— Work instructions —
Repeat exactly the lines of the entries below from the one with "Practice: locate the dappled" through the one with "Practice: locate the tree", both ends included, and nothing else.

________________________

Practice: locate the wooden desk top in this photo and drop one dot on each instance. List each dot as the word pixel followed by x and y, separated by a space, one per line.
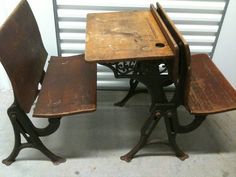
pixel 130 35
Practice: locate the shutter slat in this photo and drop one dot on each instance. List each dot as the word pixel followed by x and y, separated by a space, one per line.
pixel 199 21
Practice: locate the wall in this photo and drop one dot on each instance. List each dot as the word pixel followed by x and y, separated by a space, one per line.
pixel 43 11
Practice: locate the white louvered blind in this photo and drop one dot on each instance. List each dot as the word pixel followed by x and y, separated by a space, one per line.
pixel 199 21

________________________

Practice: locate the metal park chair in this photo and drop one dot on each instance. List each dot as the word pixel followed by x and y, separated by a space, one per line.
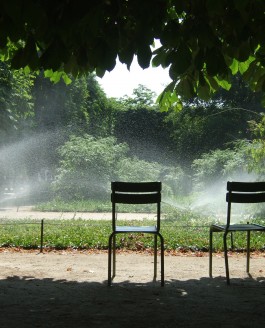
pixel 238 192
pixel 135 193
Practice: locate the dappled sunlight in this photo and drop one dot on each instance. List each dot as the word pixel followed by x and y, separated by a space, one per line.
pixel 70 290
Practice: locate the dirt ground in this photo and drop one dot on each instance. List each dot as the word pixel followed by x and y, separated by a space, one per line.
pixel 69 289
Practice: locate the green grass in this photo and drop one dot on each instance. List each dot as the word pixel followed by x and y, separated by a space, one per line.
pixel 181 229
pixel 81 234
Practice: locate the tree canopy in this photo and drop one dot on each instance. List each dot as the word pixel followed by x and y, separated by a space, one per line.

________________________

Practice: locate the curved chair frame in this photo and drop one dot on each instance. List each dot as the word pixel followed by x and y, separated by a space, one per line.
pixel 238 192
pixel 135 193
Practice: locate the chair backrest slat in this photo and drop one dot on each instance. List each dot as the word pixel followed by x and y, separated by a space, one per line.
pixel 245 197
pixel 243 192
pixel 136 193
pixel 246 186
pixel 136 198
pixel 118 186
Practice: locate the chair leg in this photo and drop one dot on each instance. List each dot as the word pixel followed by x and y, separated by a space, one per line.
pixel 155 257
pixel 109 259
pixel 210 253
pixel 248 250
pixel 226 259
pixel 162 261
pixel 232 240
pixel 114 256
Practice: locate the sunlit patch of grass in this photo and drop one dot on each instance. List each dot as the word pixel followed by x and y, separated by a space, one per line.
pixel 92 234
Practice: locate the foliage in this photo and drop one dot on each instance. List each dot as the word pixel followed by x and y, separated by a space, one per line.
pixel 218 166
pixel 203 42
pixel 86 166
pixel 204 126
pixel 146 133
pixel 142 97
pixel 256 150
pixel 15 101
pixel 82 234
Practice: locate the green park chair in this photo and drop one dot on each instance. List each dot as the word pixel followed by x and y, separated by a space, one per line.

________________________

— Your response —
Practice: locate the dappled sunlight in this photo and drop one dot on each instance. List each dot as the word pixel followed by x and y, separated by a space, one per line.
pixel 70 290
Practice: locate the dirt ground in this photo and drop one dot on each instance. List each dot as the word pixel followed by x and y, separated by a space, one per line.
pixel 69 289
Practice: locate the green grass in this photo and drop one dot on each instance. List each dot as the word pixel followed by x and y, separated by a space, one per line.
pixel 181 229
pixel 81 234
Practice: locate the tree canopy in this photo and drop one dot on each instance. List each dot as the word pixel followed by x and y, separated by a space, one per line.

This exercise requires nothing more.